### Quoted text
Successful operation

General

1-6

Basic initialization and parameter errors

Connection

7-12

Device connection and management errors

Pairing

13-17

Security and pairing errors

Discovery

18-21

Device and service discovery errors

Data Transfer

22-25

Data transmission errors

BLE Specific

26-29

BLE protocol specific errors

Classic Specific

30-32

Classic Bluetooth errors

System

33-35

System-level errors

---

🔧 Core API

🎯 Essential Methods

Initialization & Configuration

/**
 * @brief Ensure the Bluetooth controller is initialized
 * @return hf_bt_err_t Error code
 */
virtual hf_bt_err_t EnsureInitialized() = 0;

/**
 * @brief Set Bluetooth operating mode
 * @param mode Bluetooth mode (Classic, BLE, or Dual)
 * @return hf_bt_err_t Error code
 */
virtual hf_bt_err_t SetMode(hf_bt_mode_t mode) = 0;

/**
 * @brief Check if Bluetooth is initialized
 * @return bool True if initialized
 */
virtual bool IsInitialized() const = 0;

Device Discovery

/**
 * @brief Start device discovery/scanning
 * @param discovery_time_s Discovery duration in seconds
 * @return hf_bt_err_t Error code
 */
virtual hf_bt_err_t StartDiscovery(hf_u32_t discovery_time_s = 10) = 0;

/**
 * @brief Stop device discovery/scanning
 * @return hf_bt_err_t Error code
 */
virtual hf_bt_err_t StopDiscovery() = 0;

/**
 * @brief Get discovered devices list
 * @param devices Output array of discovered devices
 * @param max_devices Maximum devices to return
 * @param actual_count Actual number of devices found
 * @return hf_bt_err_t Error code
 */
virtual hf_bt_err_t GetDiscoveredDevices(hf_bt_device_t* devices,
                                       hf_u32_t max_devices,
                                       hf_u32_t& actual_count) = 0;

Connection Management

/**
 * @brief Connect to a Bluetooth device
 * @param device_addr Target device address
 * @param connection_id Output connection ID
 * @return hf_bt_err_t Error code
 */
virtual hf_bt_err_t ConnectToDevice(const bt_addr_t& device_addr,
                                  hf_u32_t& connection_id) = 0;

/**
 * @brief Disconnect from a device
 * @param connection_id Connection ID to disconnect
 * @return hf_bt_err_t Error code
 */
virtual hf_bt_err_t DisconnectDevice(hf_u32_t connection_id) = 0;

/**
 * @brief Check if device is connected
 * @param connection_id Connection ID to check
 * @param is_connected Output connection status
 * @return hf_bt_err_t Error code
 */
virtual hf_bt_err_t IsDeviceConnected(hf_u32_t connection_id,
                                    bool& is_connected) = 0;

Data Transfer

/**
 * @brief Send data to connected device
 * @param connection_id Target connection ID
 * @param data Data buffer to send
 * @param data_size Size of data to send
 * @return hf_bt_err_t Error code
 */
virtual hf_bt_err_t SendData(hf_u32_t connection_id,
                           const hf_u8_t* data,
                           hf_u32_t data_size) = 0;

/**
 * @brief Receive data from connected device
 * @param connection_id Source connection ID
 * @param data Buffer to store received data
 * @param buffer_size Size of receive buffer
 * @param received_size Actual bytes received
 * @return hf_bt_err_t Error code
 */
virtual hf_bt_err_t ReceiveData(hf_u32_t connection_id,
                              hf_u8_t* data,
                              hf_u32_t buffer_size,
                              hf_u32_t& received_size) = 0;

---

📊 Data Structures

📲 Bluetooth Mode Types

enum class hf_bt_mode_t : hf_u8_t {
    BT_MODE_DISABLED = 0,           ///< Bluetooth disabled
    BT_MODE_CLASSIC = 1,            ///< Classic Bluetooth only
    BT_MODE_BLE = 2,                ///< BLE only
    BT_MODE_DUAL = 3                ///< Both Classic and BLE
};

📱 Device Information

struct hf_bt_device_t {
    bt_addr_t address;                      ///< Device MAC address
    char name[32];                          ///< Device name
    hf_u32_t class_of_device;               ///< Class of device (Classic BT)
######
### Given data
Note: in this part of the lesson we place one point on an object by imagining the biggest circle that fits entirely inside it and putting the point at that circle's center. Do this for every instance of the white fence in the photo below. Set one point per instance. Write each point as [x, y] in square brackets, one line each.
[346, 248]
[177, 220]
######
**Required task A:** In the Bluetooth API text, what is the default discovery duration for StartDiscovery?
**Required task B:** Continue the Bluetooth API text from the point where it ends.

**Written answer A:** 10 seconds.

**Written answer B:**
    hf_i8_t rssi;                           ///< Signal strength (dBm)
    hf_bt_device_type_t device_type;        ///< Device type (Classic/BLE/Dual)
    bool is_paired;                         ///< Pairing status
    bool is_bonded;                         ///< Bonding status
    hf_u32_t last_seen_time_ms;             ///< Last discovery time
};

🔐 Security Configuration

struct hf_bt_security_config_t {
    bool require_pairing;                   ///< Require pairing for connections
    bool require_bonding;                   ///< Require bonding (stored keys)
    bool require_mitm_protection;           ///< Man-in-the-middle protection
    bool use_secure_connections;            ///< Use secure connections (if available)
    hf_u32_t passkey;                       ///< Static passkey (if used)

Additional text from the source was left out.